ANCHORAGE — Defending champion Lance Mackey pulled into the checkpoint at Nikolai on Tuesday just two days into the Iditarod Trail Sled Dog Race and said a fifth victory does not look promising.
According to the Iditarod’s official Website, Mackey pulled into the checkpoint carrying two dogs in his sled, and had just put a third dog back in the team after carrying it for a ways. Mushers will carry dogs when they aren’t pulling well so they don’t slow down the team.
“I’ve had lots of bad luck,” Mackey told the website when asked how his race was going.
But the Fairbanks musher who has won the world’s longest sled dog race four consecutive times was quick to say, just like in previous Iditarods, his race could turn around and he could end up on top.
“I’m not saying I’m out of it by any means but it sure don’t look too promising at this point,” Mackey said.
Mackey left the Nikolai checkpoint about 350 miles from Anchorage with a 12-dog team, considered small for this early in the 1,150-mile race to Nome. Mushers normally begin the race with 16-dog teams and must finish with at least six. Mushers will leave dogs at checkpoints where they will be cared for and flown back to Anchorage if they are sick, injured or not performing well.
Mackey said he wasn’t driving his team hard or cutting rest and couldn’t explain why some of his veteran dogs — those that have gone to Nome before — were having difficulties, except to say the trail was demanding in certain places.
Mackey was in third place Tuesday, behind Sebastian Schnuelle and four-time champion Martin Buser who was leading the race.
Mackey wasn’t the only race-hardened veteran to be having trouble.
Buser lost valuable time when his dog team became entangled with Jamaican musher Newton Marshall’s team. Five of Buser’s dogs got loose. Another musher found three of the dogs and two trotted into the next checkpoint on their own, but the mishap cost Buser time as he waited for his dogs in the Rainy Pass checkpoint.
It looked like five-time champion Rick Swenson might scratch after crashing his sled and perhaps breaking his collarbone. Swenson was in 21st place and resting his team Tuesday afternoon in Nikolai.
Race spokesman Chas St. George said if Swenson decides to continue on to McGrath X-rays could be taken and he could see a doctor. If he decides he’s had enough, he could be flown to Anchorage to get medical treatment.
Veteran musher DeeDee Jonrowe veered off the trail and briefly was lost before turning around and returning to the checkpoint at Finger Lake. She was in 18th place.
St. George said the trail was hard and fast this year and it promised to be a fast race.
Buser holds the race record of eight days, 22 hours and 46 minutes set in 2002. His teams tend to do well on a hard and fast trail.
Mackey finished the 2010 race in eight days, 23 hours, 59 minutes — the second-fastest finish in Iditarod history.
Race officials also said Tuesday afternoon that veteran musher Paul Gebhardt scratched in Nikolai out of concern for his team. Gebhardt has twice finished the race in second place.

_ _ _ _

▸ EXERCISE DESCRIPTION
In the Iditarod article, how many dogs were on Lance Mackey's team when he left the Nikolai checkpoint?

_ _ _ _

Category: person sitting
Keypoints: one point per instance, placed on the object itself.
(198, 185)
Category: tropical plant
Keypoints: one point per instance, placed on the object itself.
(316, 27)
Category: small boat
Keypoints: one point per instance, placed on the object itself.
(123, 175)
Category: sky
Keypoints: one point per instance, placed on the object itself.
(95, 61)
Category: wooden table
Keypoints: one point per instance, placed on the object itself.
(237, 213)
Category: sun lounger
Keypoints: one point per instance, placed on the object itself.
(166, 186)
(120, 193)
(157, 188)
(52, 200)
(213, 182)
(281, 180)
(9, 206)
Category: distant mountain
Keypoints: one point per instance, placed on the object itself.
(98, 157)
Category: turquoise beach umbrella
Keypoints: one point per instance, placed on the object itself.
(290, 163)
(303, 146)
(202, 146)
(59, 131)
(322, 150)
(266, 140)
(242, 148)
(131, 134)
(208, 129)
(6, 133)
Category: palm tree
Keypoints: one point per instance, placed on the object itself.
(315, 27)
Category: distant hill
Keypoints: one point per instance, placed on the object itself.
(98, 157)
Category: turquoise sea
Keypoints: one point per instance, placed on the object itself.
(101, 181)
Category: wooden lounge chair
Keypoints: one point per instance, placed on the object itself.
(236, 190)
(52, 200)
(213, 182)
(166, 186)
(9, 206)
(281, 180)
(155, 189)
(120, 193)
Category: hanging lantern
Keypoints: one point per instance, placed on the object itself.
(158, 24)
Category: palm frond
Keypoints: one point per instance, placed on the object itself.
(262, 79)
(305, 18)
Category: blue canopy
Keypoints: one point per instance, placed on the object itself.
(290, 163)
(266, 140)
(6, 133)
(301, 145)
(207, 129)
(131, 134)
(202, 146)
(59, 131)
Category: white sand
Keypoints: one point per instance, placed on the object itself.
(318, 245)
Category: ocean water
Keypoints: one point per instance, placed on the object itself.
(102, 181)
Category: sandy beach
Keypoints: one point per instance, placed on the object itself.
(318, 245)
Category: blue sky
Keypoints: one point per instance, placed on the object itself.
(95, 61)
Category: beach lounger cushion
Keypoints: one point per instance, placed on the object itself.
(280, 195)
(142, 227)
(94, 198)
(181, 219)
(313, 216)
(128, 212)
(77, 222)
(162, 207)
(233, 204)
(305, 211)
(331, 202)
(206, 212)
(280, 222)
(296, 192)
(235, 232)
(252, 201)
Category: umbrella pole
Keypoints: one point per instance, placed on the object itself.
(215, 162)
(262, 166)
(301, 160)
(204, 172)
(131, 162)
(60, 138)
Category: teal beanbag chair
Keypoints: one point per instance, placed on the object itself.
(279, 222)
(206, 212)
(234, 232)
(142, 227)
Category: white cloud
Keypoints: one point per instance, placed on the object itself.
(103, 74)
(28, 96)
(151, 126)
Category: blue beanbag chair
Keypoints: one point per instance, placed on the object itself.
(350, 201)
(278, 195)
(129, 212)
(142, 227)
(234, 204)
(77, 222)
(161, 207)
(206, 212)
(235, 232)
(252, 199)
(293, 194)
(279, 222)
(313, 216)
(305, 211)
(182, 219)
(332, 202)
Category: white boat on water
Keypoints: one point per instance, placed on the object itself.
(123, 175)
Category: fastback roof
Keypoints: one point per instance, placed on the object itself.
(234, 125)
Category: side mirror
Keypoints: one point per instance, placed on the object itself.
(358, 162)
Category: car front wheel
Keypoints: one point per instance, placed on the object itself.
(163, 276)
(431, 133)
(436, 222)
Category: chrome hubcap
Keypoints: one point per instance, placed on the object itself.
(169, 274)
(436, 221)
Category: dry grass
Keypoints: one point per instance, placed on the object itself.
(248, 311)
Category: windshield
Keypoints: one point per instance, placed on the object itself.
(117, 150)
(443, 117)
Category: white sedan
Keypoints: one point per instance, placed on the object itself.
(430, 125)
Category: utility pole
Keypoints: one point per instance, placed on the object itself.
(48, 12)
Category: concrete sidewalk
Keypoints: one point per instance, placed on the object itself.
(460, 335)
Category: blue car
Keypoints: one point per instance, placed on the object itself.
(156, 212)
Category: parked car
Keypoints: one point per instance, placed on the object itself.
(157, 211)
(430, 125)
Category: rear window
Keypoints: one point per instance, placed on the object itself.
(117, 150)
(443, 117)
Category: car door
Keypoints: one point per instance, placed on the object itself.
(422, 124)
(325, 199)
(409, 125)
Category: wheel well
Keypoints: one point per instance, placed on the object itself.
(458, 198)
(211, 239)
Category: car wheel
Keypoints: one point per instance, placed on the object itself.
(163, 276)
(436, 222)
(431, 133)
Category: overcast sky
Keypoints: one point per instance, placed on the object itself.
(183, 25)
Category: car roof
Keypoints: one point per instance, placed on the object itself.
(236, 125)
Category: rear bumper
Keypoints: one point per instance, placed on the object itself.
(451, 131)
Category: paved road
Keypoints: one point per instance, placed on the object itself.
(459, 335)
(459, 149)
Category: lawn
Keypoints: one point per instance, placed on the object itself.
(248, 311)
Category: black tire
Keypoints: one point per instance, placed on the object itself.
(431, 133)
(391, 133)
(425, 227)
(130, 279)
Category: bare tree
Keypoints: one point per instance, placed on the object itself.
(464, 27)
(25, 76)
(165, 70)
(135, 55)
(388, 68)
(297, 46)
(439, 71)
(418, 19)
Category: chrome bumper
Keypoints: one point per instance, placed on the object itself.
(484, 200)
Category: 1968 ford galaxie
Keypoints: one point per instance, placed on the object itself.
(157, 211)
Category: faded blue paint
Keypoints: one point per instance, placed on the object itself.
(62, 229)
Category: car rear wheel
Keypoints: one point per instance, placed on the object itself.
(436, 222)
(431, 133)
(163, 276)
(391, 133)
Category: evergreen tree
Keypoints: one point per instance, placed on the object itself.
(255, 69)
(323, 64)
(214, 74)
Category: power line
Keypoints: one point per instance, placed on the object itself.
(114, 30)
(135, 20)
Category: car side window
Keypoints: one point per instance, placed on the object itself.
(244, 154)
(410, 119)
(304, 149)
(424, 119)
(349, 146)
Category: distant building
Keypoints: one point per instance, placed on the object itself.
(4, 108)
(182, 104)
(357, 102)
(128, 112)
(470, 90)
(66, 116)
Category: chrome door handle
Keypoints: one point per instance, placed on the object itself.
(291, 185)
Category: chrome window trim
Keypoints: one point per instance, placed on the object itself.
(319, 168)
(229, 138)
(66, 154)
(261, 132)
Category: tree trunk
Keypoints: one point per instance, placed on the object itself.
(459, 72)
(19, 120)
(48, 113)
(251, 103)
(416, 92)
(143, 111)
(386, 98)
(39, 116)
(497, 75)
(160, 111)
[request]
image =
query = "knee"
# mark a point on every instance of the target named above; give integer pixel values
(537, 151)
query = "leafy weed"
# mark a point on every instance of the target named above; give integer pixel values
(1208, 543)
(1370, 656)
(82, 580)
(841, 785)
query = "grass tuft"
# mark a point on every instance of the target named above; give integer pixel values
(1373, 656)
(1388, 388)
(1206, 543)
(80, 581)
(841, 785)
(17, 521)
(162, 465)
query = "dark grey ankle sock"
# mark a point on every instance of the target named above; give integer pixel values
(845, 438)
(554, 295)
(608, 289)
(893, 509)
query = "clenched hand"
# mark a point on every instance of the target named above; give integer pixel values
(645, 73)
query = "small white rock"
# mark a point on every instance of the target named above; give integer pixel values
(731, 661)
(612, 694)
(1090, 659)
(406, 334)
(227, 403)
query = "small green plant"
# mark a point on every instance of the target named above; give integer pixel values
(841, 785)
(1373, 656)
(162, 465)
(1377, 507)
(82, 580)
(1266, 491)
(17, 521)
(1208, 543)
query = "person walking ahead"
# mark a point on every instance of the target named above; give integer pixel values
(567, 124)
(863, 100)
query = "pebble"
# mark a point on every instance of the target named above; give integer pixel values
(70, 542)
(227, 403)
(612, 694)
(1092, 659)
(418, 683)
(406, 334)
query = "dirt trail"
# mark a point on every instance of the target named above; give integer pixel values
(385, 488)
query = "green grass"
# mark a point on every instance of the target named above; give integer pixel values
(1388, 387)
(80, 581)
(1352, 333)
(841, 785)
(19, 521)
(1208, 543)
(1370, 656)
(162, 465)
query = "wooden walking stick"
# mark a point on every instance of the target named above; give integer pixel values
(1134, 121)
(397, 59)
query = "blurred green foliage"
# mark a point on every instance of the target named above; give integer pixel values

_ _ _ _

▸ TASK RESPONSE
Twelve dogs.